提示文 →

↓

温度湿度センサ97は、温度湿度センサ32と同様に、画像形成装置10E内の温度及び湿度を測定するためのセンサである。本実施の形態では、温度湿度センサ97は、二次転写ベルト90の内周面側の環境温度及び環境湿度を測定することを目的として設けられている。このため、温度湿度センサ97は、二次転写ベルト90の内周面近傍に設置されることが好ましい。なお、画像形成装置10Eにおいては、温度湿度センサ97を温度湿度センサ32や温度湿度センサ52と別体として設ける場合を説明するが、何れか1つの温度湿度センサのみ設けた構成であってもよい。
カウンタ99は、第1の実施の形態で説明したカウンタ41と同様に、二次転写ベルト90のサイクル数を計測する。
二次転写ベルト90は、図13に示すように、導電層90Bの外周面に、弾性体層90Aが積層された構成とされている。なお、この導電層90Bと弾性体層90Aとの間に、中間層が形成されていてもよい。
二次転写ベルト90の外周面側に設けられた弾性体層90Aは、ゴム弾性体からなることが好ましい。前記ゴム弾性体の材料は、固形状、液状のどちらでもよく、アクリルゴム、イソプレンゴム、ブタジエンゴム、エチレン−プロピレン共重合ゴム、アクリロニトリル−ブタジエンゴム、スチレン−ブタジエンゴム、エピクロルヒドリン共重合ゴム、ウレタンゴム、シリコーンゴム、ブチルゴム、クロロプレン等が挙げられ、中でもエチレン−プロピレン共重合ゴム、アクリロニトリル−ブタジエンゴム、スチレン−ブタジエンゴム、エピクロルヒドリン共重合ゴムが好ましい。これら弾性体は、単独または2種類以上が混合して用いられる。

↑

短い演習 A →
提示文によると、二次転写ベルト90の外周面側に設けられた弾性体層90Aは何からなることが好ましいとされていますか？
短い演習 B →
レコードの「green grass — mark it」を含む行から始めてレコードの最後までを、依頼文も含めてもう一度書き出してください。回答の座標の数値はすべて62減らし、画像は含めないでください。

データ内容 →
↓

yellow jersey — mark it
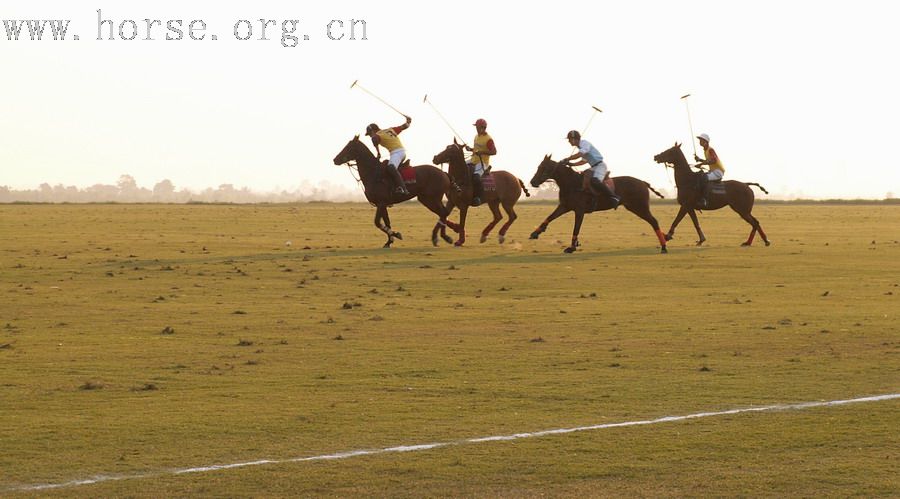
[375,127,403,152]
[703,147,725,173]
[472,133,497,168]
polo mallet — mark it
[350,80,407,118]
[569,106,603,156]
[681,94,697,157]
[422,94,468,146]
[581,106,603,137]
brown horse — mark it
[334,135,450,248]
[531,156,668,253]
[432,139,531,246]
[653,142,771,246]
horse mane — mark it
[447,144,470,185]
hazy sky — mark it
[0,0,900,198]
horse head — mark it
[334,135,374,166]
[431,137,465,165]
[653,142,687,165]
[531,154,560,187]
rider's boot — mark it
[388,170,409,196]
[472,173,484,206]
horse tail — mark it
[747,182,769,194]
[516,177,531,197]
[644,182,666,199]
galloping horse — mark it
[531,156,668,253]
[653,142,771,246]
[334,135,450,248]
[432,139,531,246]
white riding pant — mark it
[591,161,609,182]
[388,149,406,169]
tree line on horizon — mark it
[0,175,556,204]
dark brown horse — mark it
[432,139,531,246]
[653,142,771,246]
[531,156,668,253]
[334,135,450,248]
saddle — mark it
[378,159,416,184]
[581,170,616,211]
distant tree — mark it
[153,179,175,203]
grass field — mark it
[0,203,900,497]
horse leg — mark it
[666,205,687,241]
[731,207,772,246]
[441,198,459,244]
[528,204,569,239]
[625,204,669,253]
[500,201,519,244]
[481,200,506,243]
[688,209,706,246]
[375,206,394,248]
[451,206,469,247]
[563,209,584,253]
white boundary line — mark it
[7,393,900,492]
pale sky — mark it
[0,0,900,199]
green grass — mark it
[0,203,900,497]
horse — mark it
[432,138,531,246]
[334,135,452,248]
[653,142,771,246]
[530,155,669,253]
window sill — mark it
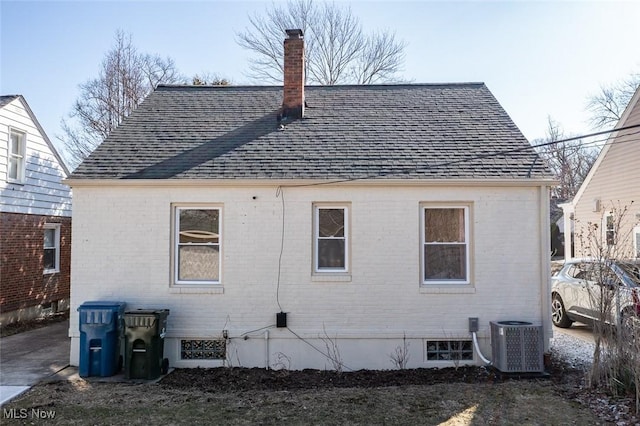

↑

課題の解答 A →
ゴム弾性体からなることが好ましいとされています。

課題の解答 B →
green grass — mark it
[-62,141,838,435]
horse — mark it
[370,76,469,184]
[272,73,390,186]
[591,80,709,184]
[468,93,607,191]
window sill — mark it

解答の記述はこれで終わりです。